» **Written instruction**:
Count how many lines of the rows below contain the string "task", treating uppercase and lowercase as different. Reply with the number alone.

(Rows contained in a dataset)
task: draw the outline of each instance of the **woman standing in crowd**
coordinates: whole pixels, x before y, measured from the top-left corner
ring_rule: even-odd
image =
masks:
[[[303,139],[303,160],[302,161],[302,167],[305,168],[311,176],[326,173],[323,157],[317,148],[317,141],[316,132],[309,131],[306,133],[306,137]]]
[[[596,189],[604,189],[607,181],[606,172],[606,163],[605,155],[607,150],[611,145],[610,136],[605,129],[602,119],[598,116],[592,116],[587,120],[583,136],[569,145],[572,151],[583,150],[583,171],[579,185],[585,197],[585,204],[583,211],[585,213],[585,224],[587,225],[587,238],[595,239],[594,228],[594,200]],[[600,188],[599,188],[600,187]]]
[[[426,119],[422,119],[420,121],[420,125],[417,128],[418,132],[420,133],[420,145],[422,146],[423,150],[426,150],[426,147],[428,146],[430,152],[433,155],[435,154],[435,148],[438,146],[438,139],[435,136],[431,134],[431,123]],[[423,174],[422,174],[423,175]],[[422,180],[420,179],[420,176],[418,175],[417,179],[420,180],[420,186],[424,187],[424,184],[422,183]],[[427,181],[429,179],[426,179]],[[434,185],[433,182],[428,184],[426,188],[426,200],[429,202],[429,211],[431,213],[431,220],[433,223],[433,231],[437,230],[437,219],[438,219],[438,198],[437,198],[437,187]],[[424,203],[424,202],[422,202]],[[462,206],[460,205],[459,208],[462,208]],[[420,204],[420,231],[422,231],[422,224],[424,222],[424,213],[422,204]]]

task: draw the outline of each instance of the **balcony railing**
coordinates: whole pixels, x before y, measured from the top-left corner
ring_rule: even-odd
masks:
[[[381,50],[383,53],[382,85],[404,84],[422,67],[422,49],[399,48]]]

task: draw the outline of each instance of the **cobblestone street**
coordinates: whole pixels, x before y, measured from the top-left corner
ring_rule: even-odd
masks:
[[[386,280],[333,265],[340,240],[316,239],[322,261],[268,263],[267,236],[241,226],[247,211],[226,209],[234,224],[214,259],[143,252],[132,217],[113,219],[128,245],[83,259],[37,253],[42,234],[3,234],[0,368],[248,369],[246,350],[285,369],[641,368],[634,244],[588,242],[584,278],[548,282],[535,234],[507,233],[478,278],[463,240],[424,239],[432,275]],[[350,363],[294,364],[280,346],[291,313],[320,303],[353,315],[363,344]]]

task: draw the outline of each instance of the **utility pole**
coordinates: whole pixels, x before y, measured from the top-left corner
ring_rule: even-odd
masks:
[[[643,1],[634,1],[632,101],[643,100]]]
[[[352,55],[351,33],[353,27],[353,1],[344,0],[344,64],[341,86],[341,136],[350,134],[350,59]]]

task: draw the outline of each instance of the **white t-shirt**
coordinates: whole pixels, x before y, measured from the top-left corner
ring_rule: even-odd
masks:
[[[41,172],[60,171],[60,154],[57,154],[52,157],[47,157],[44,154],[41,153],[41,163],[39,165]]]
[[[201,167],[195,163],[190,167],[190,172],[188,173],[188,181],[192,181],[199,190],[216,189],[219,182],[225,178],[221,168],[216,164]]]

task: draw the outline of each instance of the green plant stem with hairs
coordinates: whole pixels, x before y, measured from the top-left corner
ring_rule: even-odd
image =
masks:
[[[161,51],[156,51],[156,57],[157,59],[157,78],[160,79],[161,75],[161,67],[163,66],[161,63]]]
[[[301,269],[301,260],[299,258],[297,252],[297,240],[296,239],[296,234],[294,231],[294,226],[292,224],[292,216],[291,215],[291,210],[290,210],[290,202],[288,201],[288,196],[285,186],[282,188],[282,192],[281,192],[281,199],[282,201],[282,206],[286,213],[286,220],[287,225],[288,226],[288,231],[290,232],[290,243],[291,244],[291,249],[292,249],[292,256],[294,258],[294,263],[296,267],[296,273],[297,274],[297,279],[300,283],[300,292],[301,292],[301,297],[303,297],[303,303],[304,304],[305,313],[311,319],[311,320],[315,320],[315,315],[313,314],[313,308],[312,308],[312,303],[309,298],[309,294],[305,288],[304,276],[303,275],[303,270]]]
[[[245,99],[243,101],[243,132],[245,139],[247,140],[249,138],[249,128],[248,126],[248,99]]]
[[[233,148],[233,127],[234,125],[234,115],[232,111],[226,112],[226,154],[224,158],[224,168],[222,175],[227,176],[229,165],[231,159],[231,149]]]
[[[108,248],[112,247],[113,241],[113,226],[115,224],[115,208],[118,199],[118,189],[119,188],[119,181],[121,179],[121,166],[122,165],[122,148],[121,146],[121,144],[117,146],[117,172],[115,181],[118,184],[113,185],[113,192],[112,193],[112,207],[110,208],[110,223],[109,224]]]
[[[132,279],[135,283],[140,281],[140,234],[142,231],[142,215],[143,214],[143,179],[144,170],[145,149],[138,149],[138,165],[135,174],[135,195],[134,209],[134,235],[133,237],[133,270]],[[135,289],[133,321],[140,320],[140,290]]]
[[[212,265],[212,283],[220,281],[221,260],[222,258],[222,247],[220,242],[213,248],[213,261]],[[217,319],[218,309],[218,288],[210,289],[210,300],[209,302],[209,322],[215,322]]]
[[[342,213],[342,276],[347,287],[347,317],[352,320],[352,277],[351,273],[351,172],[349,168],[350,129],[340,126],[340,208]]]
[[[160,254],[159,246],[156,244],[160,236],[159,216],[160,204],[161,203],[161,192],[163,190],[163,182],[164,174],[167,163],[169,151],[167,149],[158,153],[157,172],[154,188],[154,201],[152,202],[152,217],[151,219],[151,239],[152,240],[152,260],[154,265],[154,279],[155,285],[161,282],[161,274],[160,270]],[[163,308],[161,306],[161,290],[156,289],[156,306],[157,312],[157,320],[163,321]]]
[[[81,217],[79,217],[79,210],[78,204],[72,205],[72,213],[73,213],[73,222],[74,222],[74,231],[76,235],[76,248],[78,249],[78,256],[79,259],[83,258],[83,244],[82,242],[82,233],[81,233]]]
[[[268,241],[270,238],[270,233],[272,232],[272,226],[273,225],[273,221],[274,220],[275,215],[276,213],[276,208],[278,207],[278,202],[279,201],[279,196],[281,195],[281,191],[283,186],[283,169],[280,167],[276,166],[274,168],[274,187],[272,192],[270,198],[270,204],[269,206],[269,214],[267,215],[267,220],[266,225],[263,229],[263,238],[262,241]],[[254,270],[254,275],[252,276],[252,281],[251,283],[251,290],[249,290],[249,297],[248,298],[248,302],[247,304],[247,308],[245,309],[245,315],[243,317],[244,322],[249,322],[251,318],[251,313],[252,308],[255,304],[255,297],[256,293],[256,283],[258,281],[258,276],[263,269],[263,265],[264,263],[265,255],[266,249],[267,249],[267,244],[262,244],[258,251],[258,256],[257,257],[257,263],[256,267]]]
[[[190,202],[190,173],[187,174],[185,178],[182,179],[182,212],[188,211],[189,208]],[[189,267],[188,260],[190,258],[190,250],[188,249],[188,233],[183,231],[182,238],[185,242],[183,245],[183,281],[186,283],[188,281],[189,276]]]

» **Exercise output**:
6